GIVEN INSTRUCTION
Rewrite the lines of data below as a numbered list, starting at the line containing "Spot the dark" and ending at the line containing "Query: dark curly hair", with both of those lines included. Leave out any blank lines.

++++ DATASET EXTRACT

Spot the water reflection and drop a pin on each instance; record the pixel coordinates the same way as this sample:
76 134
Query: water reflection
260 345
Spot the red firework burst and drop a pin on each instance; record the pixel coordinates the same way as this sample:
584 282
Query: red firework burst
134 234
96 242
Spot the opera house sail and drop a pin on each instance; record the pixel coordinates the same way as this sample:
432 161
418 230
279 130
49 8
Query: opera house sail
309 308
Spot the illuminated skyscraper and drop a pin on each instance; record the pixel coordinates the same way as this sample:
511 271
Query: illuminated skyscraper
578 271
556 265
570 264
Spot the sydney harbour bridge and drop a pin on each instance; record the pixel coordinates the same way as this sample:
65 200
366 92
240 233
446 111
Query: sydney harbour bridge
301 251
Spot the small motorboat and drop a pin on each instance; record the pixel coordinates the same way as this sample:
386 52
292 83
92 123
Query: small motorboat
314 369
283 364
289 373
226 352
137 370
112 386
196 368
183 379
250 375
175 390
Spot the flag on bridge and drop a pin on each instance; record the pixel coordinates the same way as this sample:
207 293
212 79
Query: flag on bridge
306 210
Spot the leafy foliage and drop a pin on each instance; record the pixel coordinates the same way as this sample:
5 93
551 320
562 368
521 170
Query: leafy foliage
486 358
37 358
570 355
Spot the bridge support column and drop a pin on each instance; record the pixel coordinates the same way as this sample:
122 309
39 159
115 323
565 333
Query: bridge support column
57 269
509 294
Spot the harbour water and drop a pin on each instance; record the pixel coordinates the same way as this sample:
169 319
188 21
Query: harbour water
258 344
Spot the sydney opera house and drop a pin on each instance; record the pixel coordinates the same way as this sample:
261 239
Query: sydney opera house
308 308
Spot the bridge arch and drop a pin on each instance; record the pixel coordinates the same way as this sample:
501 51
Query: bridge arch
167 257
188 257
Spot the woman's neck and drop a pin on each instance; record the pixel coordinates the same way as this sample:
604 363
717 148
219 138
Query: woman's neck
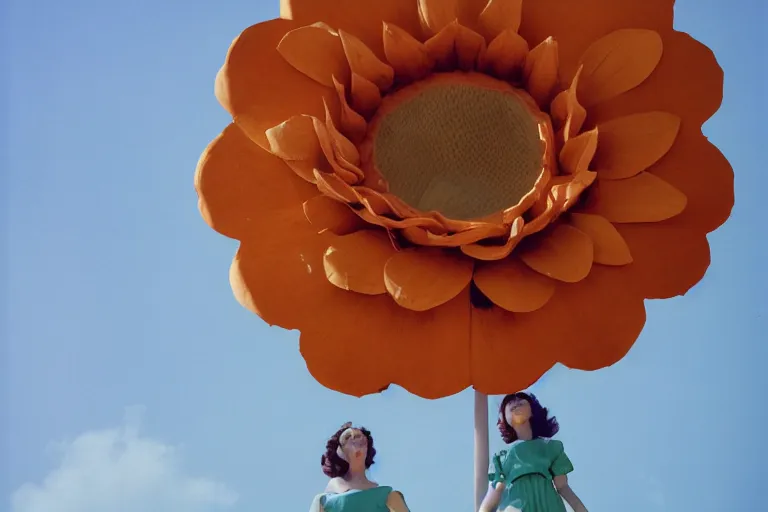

++++++++
++++ DATASET EXTRACT

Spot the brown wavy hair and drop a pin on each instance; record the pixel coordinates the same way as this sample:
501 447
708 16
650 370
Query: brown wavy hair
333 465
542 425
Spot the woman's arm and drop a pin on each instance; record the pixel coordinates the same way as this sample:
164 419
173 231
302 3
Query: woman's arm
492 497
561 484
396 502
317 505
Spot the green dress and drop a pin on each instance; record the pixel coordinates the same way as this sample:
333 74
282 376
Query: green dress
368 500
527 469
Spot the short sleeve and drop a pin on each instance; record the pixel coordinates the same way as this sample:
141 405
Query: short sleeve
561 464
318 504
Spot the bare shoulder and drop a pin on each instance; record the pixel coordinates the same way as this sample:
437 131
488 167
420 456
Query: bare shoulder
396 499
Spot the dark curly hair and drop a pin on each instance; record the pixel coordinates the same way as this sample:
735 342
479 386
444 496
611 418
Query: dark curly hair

++++++++
++++ DATASET EXTRACT

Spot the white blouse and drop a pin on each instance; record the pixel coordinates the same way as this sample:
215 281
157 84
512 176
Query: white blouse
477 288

++++++++

RESPONSE TO THE EXERCISE
1. Spot the dark curly hair and drop a pin on each instance; record the pixel coordinates the same way as this sample:
2. 735 342
3. 479 386
4. 444 496
5. 611 418
6. Query: dark curly hair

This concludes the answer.